Wednesday, 6 December 2006

Michael Lewis Part Deux

EDSBS posts the second part of their interview with Michael Lewis, author of The Blind Side and Moneyball, spouse of Tabitha Soren, and no relation to Kurt Loder.

Saturday, 25 November 2006

QoTD, Egg Bowl edition

From Michael Lewis’ The Blind Side, explaining the passions surrounding the Egg Bowl to outsiders:

The game served as a proxy for the hoary Mississippi class struggle, between the white folks who wore shirts with collars on them and the white folks who did not. Mississippi State was a land grant college, originally called Mississippi A&M. The desperate contempt Ole Miss football fans felt for Mississippi State was echoed in the feelings of fans of the University of Texas for Texas A&M and fans of the University of Oklahoma for Oklahoma State—formerly known as Oklahoma A&M. These schools were not rivals; they were subordinates. Theirs was not a football team to be beaten but an insurrection to be put down. This notion was most vivid in the Ole Miss imagination: that the state of Mississippi, with the sole exception of the town of Oxford, was once a Great Lake of Rednecks. In recent decades the earth had warmed, and the shores of Great Lake Redneck had receded, so that, strictly speaking, perhaps it should not be described as a lake. But still, the residue was a very large puddle. And the one place in the puddle deep enough to ruin a shiny new pair of tassel loafers was Starkville, Mississippi.

Tuesday, 21 November 2006

EDSBS interviews Michael Lewis

Orson Swindle at EDSBS has posted part one of a two-part interview with Moneyball author Michael Lewis, wherein he discusses his new book The Blind Side: Evolution of a Game and the primary subject of that book, Ole Miss offensive tackle Michael Oher.

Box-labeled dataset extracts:
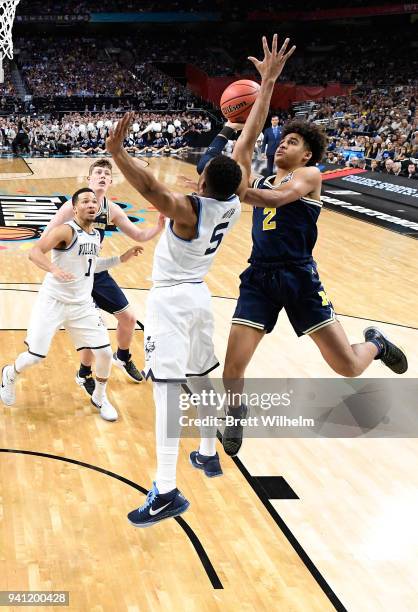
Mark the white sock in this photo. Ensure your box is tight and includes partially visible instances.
[187,376,217,457]
[14,351,42,372]
[4,365,18,382]
[93,378,107,406]
[153,382,181,493]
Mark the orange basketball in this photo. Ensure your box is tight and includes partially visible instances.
[0,226,39,241]
[221,79,260,123]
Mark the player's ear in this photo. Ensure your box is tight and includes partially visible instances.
[303,149,312,165]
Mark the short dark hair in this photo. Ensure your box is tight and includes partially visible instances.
[205,155,242,200]
[282,119,327,166]
[89,157,113,176]
[71,187,94,206]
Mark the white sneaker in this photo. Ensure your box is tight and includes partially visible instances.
[91,393,118,421]
[0,366,16,406]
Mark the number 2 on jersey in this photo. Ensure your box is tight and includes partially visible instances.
[263,208,277,232]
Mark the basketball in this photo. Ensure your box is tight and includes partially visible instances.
[221,79,260,123]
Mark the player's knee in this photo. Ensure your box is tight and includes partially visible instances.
[222,362,245,381]
[93,346,112,361]
[333,357,363,378]
[118,308,136,329]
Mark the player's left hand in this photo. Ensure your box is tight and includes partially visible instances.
[106,113,134,155]
[120,246,144,263]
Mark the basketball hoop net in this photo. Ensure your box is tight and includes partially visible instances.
[0,0,20,83]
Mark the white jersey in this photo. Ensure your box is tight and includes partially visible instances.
[40,221,100,304]
[152,194,241,287]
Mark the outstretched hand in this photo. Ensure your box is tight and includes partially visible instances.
[120,246,144,263]
[106,113,133,155]
[248,34,296,81]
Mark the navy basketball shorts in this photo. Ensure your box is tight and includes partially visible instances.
[232,261,336,336]
[92,270,129,314]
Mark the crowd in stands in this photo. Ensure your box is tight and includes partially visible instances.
[0,112,212,156]
[15,37,210,109]
[16,0,393,19]
[16,0,219,15]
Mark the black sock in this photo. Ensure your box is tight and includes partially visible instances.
[367,338,385,359]
[117,348,131,363]
[78,363,91,378]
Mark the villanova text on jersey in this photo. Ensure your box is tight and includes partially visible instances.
[249,173,322,265]
[78,242,100,257]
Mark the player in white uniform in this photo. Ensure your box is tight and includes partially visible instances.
[0,188,142,421]
[107,113,242,527]
[41,159,164,395]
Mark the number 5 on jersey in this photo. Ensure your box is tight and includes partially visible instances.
[205,221,230,255]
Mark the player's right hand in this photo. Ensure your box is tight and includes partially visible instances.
[248,34,296,81]
[51,266,75,283]
[177,174,197,189]
[225,121,245,132]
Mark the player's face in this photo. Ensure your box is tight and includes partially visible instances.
[74,191,99,223]
[88,166,112,191]
[274,133,311,168]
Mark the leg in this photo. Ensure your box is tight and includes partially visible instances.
[64,302,118,421]
[311,321,408,377]
[222,325,266,457]
[0,351,43,406]
[91,346,118,421]
[310,321,378,377]
[114,307,136,352]
[0,293,63,406]
[113,307,143,383]
[128,382,190,527]
[75,349,94,395]
[92,272,142,383]
[187,376,223,478]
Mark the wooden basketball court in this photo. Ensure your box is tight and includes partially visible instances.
[0,158,418,612]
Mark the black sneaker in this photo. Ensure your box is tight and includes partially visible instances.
[113,353,144,383]
[363,327,408,374]
[222,404,248,457]
[75,372,96,397]
[128,482,190,527]
[190,451,223,478]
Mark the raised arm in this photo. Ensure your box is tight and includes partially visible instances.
[106,113,194,224]
[110,202,165,242]
[232,34,296,185]
[245,166,321,208]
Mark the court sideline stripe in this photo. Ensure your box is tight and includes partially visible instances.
[0,448,223,589]
[227,444,348,612]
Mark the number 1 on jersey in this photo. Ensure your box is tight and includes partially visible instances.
[263,208,277,232]
[84,259,93,276]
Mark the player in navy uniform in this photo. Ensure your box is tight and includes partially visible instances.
[200,35,408,456]
[41,159,164,395]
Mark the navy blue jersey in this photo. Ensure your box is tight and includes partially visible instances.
[249,172,322,264]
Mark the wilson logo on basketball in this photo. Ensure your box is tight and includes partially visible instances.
[0,195,143,249]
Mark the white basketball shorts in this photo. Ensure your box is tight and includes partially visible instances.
[25,291,110,357]
[143,282,219,382]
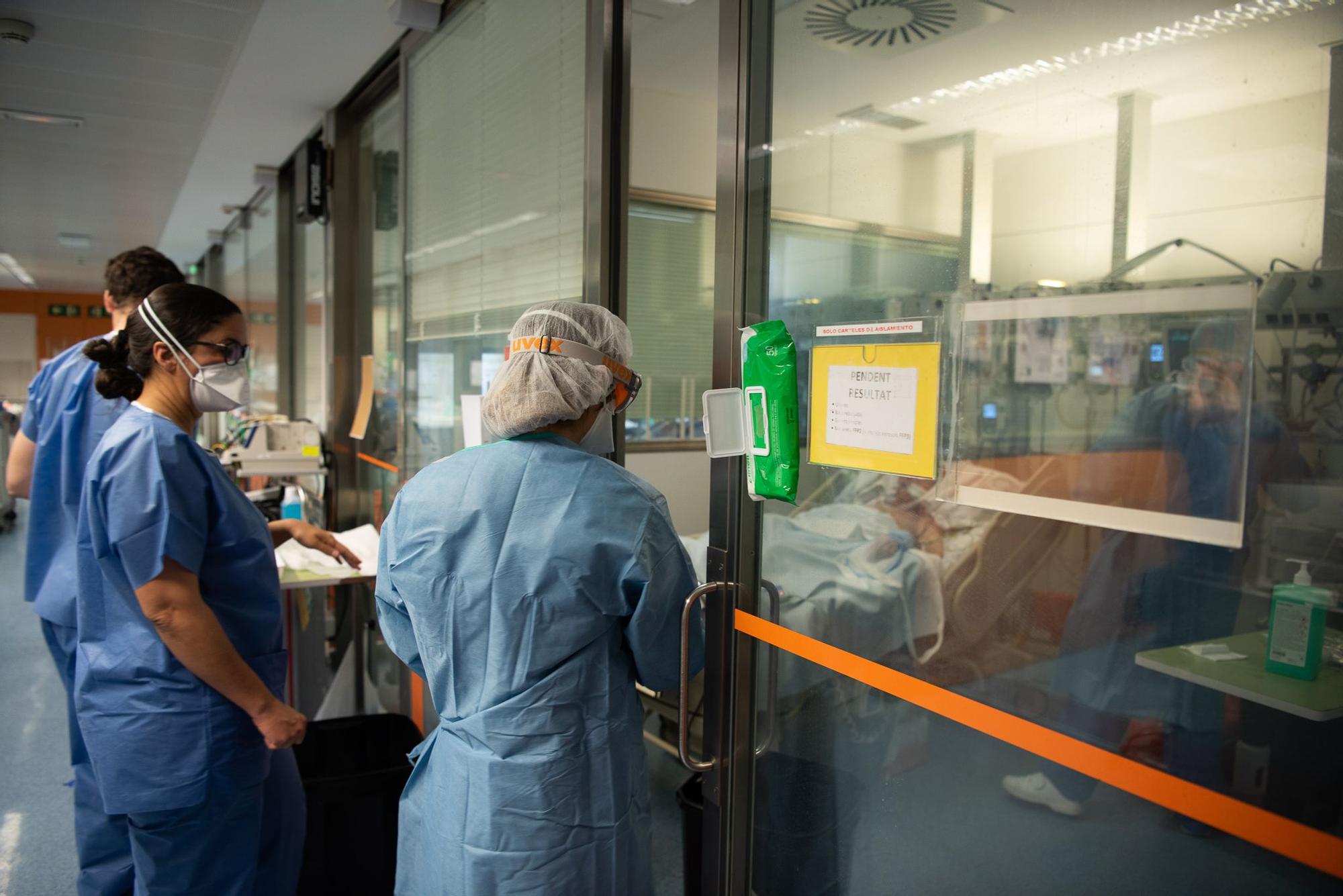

Tasks ▸
1 > In the blog posts about Michael Lewis, what was Mississippi State originally called?
2 > Write the next part of the blog posts about Michael Lewis, picking up after the final post shown.

Task results ▸
1 > Mississippi A&M

2 >
The following passage of the interview warmed the cockles of my heart—by way of explanation for the warming, the Ole Miss political science department used to house the criminal justice program until it was spun off along with the rest of the programs that a four-year university (much less the College of Liberal Arts) had no business operating into a separate school:

[ML:] On behalf of [Oher’s] mind, I would say…I’e watched him over the past few years, and he’s become a much more verbal person. He is intelligent–he’s not stupid. He’s shrewd, and he’s sensitive. The way he’s impressed me is not with his grades in the classroom, though I’m sure he’s worked to get them and they’re not entirely fraudulent.

OS: We’re not talking about Auburn, here.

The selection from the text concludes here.